Source data
----------------------------------------
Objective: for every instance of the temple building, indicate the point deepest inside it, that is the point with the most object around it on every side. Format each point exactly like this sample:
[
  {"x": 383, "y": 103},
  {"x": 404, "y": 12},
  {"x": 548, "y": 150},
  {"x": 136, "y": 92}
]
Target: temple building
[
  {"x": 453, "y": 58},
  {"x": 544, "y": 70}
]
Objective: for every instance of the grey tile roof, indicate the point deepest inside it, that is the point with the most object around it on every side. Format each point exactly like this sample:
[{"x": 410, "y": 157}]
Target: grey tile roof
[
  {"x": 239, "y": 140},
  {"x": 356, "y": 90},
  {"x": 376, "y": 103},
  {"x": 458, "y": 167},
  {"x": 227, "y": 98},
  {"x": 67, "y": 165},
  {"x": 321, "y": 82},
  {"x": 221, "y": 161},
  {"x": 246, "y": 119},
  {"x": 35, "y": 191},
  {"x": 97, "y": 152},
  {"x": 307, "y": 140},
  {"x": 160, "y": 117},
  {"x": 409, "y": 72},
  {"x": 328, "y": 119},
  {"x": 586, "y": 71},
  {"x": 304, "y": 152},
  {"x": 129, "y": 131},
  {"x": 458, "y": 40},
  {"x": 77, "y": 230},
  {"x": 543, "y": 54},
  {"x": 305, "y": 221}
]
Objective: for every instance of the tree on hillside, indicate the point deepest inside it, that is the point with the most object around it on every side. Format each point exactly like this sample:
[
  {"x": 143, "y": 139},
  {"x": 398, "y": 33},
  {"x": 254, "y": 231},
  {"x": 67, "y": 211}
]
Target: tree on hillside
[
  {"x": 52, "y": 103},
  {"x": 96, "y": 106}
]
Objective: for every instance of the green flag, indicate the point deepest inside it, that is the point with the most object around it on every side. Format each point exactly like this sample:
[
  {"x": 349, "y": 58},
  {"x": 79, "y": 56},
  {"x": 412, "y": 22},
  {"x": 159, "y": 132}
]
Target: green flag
----------------------------------------
> **Requirements**: Please copy the records above word for word.

> **Complete answer**:
Objective: for every instance of the temple building, indicate the point deepest inside it, that is the point with the most object around it on every side. Format each point exactly like this sample:
[
  {"x": 383, "y": 103},
  {"x": 404, "y": 12},
  {"x": 548, "y": 150},
  {"x": 136, "y": 92}
]
Target: temple building
[
  {"x": 453, "y": 58},
  {"x": 544, "y": 70}
]
Objective: for every instance of the grey tile roof, indicate the point deepest inside it, that is the point with the most object around it on every side. Format each point exactly like this sample:
[{"x": 410, "y": 157}]
Target: grey tile roof
[
  {"x": 239, "y": 140},
  {"x": 356, "y": 90},
  {"x": 376, "y": 103},
  {"x": 458, "y": 167},
  {"x": 227, "y": 98},
  {"x": 67, "y": 165},
  {"x": 321, "y": 82},
  {"x": 221, "y": 161},
  {"x": 246, "y": 119},
  {"x": 35, "y": 191},
  {"x": 97, "y": 152},
  {"x": 307, "y": 140},
  {"x": 160, "y": 117},
  {"x": 409, "y": 72},
  {"x": 328, "y": 119},
  {"x": 586, "y": 71},
  {"x": 304, "y": 152},
  {"x": 129, "y": 131},
  {"x": 458, "y": 40},
  {"x": 77, "y": 230},
  {"x": 543, "y": 54},
  {"x": 305, "y": 221}
]
Objective: for every instance of the tree on hillside, indicate the point deepest inside it, that is the point with the most object around it on every side. Format each point exactly like this sample:
[
  {"x": 143, "y": 139},
  {"x": 398, "y": 33},
  {"x": 254, "y": 231},
  {"x": 67, "y": 211}
]
Target: tree on hillside
[
  {"x": 52, "y": 103},
  {"x": 96, "y": 106}
]
Objective: for every instance of the green flag, indicate the point deepest inside it, that is the point with the most object around it on every side. Format each point exactly like this sample:
[
  {"x": 349, "y": 58},
  {"x": 79, "y": 56},
  {"x": 412, "y": 22},
  {"x": 159, "y": 132}
]
Target: green flag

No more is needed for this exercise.